▶ TASK TO CARRY OUT
Please say which verse from Leviticus Jesus adds, according to the passage on loving God and neighbor.

▶ PAGE EXTRACT

════

Jesus goes right to the heart of the matter. Only the dedication of the whole of life to God, in love for God, can be regarded as the highest observance. It is not a question of obligation, of duty, but an attitude that arises from love, of being drawn by God’s Love, and responding - and Jesus does not stop there. He adds a significant verse from Leviticus 19 verse 18, and “you shall love your neighbor as yourself.” In Romans 13, verse 9 & 10, St. Paul has an interesting commentary on this verse. He says: “The commandments, ‘You shall not commit adultery, You shall not kill, You shall not steal, You shall not covet,’ and any other commandment, are summed up in this sentence, ‘You shall love your neighbor as yourself.’ Love does no wrong to a neighbor, therefore love is the fulfilling of the law.

Love God - and love your neighbor. This is indeed the heart of the Gospel of Jesus Christ. It sounds simple - but so much gets in the way of actually doing this. Loving means putting the other, whether God or our neighbor, at the center of attention; it means wanting for others what we desire for our own lives; acting unselfishly rather than satisfying ourselves. Even the injunction to “love our neighbor as ourself” is not easy. So many of us do not love ourselves! We abuse our bodies with too much food, alcohol, cigarettes, and so on.

We make excuses as to why we cannot pray, worship, help out with unpleasant tasks. We forget that loving involves taking care of, disciplining, teaching - including ourselves. We like to be in control of things, and do not always put that within the context of loving God and neighbor. We forget that we do not control the world - even though we sometimes think we do! All of us have been reminded of the folly of that approach by the current financial situation that has affected not only the USA but the whole world. Many people certainly feel that they have lost their way and do not know how to get on track again.

Lewis Carroll’s Alice in Wonderland and Through the Looking-Glass are treasure troves of stories that are like parables and that have rich meaning in terms of our spiritual search. I want to read a passage from Alice’s experiences in the Garden of Live Flowers that deals with finding our way. Alice has been investigating the various flowers in the garden when they all hear the approach of the Red Queen.

“I think I’ll go and meet her,” said Alice, for though the flowers were interesting enough, she felt that it would be far grander to have a talk with a real Queen.
“You can’t possibly do that,” said the Rose: “I should advise you to walk the other way.”

════

▶ RAW RECORDS

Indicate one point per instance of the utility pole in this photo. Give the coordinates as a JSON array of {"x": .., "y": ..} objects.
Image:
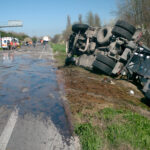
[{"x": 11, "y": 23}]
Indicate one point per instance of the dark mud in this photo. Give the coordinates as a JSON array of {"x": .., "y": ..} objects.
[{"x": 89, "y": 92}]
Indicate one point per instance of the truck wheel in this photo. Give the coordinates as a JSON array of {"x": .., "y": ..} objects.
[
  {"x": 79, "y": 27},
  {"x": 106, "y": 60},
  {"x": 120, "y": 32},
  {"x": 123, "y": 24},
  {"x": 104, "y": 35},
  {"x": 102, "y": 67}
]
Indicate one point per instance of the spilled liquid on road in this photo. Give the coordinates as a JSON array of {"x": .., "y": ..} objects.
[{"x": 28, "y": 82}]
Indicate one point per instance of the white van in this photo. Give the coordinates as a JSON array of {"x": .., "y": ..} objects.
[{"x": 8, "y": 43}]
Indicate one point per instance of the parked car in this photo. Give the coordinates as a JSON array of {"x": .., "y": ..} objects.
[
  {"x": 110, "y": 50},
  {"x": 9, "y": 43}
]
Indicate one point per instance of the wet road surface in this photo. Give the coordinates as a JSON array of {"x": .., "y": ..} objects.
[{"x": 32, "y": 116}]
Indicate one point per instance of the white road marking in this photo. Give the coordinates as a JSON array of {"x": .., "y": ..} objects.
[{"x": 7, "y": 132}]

════

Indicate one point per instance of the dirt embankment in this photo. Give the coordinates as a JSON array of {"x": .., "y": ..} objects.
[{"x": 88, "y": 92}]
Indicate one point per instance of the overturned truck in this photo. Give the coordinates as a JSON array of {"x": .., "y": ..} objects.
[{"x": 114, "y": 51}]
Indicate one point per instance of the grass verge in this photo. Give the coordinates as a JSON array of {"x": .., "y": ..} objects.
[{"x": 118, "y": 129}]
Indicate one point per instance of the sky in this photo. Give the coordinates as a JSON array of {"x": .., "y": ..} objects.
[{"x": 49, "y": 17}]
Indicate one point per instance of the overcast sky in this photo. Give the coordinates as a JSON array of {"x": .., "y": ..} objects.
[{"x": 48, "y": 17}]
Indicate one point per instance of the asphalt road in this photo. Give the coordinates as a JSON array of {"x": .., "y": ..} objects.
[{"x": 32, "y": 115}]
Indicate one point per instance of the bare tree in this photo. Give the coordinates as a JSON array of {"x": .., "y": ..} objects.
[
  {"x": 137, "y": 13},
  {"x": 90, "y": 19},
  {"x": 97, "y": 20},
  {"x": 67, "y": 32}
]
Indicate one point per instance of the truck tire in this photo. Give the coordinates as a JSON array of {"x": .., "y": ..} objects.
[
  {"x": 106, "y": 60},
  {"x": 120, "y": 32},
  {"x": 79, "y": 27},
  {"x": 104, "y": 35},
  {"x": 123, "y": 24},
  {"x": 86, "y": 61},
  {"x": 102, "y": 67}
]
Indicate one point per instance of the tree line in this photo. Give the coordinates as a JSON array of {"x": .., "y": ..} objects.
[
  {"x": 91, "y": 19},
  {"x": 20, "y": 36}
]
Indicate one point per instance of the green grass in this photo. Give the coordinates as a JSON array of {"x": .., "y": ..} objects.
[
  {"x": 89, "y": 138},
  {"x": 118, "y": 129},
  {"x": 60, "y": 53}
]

════

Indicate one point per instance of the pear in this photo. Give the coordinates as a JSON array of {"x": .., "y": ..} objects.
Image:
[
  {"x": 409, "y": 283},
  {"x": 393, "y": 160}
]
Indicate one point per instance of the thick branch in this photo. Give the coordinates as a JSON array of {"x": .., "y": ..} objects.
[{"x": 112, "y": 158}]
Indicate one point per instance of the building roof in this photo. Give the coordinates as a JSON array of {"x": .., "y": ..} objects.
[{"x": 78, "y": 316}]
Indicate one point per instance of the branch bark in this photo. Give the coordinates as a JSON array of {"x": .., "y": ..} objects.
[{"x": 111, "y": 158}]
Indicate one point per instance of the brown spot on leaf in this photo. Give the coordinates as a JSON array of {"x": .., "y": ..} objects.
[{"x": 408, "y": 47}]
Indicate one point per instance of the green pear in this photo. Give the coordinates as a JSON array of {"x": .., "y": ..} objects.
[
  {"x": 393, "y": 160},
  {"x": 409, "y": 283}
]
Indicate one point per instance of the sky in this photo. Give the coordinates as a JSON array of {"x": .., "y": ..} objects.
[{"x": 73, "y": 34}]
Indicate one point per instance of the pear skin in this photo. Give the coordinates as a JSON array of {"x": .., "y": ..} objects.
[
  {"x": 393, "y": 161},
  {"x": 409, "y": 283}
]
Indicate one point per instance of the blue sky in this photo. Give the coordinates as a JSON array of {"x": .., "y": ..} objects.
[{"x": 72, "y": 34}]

════

▶ RESULT OF THE TASK
Leviticus 19, verse 18.